To be done
Copy out the data below word for word, starting at the line that contains "Could you kindly indicate each instance of the bare forearm" and ending at the line that contains "<point>498,654</point>", with both of those lines included.

Record extracts
# # # # # # #
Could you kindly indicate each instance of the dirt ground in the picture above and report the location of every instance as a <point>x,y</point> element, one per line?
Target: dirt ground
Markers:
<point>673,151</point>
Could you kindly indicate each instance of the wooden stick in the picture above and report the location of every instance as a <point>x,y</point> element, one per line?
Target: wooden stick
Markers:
# # # # # # #
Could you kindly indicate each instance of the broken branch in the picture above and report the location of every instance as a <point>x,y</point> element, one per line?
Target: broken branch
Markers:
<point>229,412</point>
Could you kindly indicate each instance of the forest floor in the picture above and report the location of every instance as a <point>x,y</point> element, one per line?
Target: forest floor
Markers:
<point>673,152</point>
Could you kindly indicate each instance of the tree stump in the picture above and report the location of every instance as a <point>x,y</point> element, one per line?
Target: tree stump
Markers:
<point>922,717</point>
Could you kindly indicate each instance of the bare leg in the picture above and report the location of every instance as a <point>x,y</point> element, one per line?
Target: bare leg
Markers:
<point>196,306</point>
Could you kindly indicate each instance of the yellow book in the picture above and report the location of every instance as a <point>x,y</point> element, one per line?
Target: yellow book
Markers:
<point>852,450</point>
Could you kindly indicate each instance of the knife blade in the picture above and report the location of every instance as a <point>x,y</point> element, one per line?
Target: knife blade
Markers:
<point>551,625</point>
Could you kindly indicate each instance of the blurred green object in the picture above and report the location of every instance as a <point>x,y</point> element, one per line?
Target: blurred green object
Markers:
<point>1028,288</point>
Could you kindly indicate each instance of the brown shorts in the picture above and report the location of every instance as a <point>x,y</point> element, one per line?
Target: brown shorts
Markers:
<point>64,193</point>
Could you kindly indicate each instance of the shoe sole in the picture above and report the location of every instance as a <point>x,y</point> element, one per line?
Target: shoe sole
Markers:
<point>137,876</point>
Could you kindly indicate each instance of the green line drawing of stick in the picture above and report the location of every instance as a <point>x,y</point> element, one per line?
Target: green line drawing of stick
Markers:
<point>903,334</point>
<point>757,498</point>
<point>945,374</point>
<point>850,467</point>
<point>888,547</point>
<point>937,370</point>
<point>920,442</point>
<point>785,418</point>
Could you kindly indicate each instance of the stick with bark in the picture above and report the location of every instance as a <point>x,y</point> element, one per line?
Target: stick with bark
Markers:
# # # # # # #
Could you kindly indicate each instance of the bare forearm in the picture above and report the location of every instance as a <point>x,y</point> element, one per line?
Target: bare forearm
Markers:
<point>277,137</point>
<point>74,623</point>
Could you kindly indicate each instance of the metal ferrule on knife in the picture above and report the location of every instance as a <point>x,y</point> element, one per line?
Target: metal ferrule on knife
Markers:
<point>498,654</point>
# # # # # # #
Worked answer
Could you kindly indicate each instance of the bare forearm in the picture above and report the location of every instance as a <point>x,y</point> element, one per line?
Target: bare forearm
Markers:
<point>277,137</point>
<point>74,623</point>
Could you kindly indicate each instance of the metal ferrule on knife in the picture above and report the location of every instance as a <point>x,y</point> element, one per line?
Target: metal ferrule on knife
Markers:
<point>498,654</point>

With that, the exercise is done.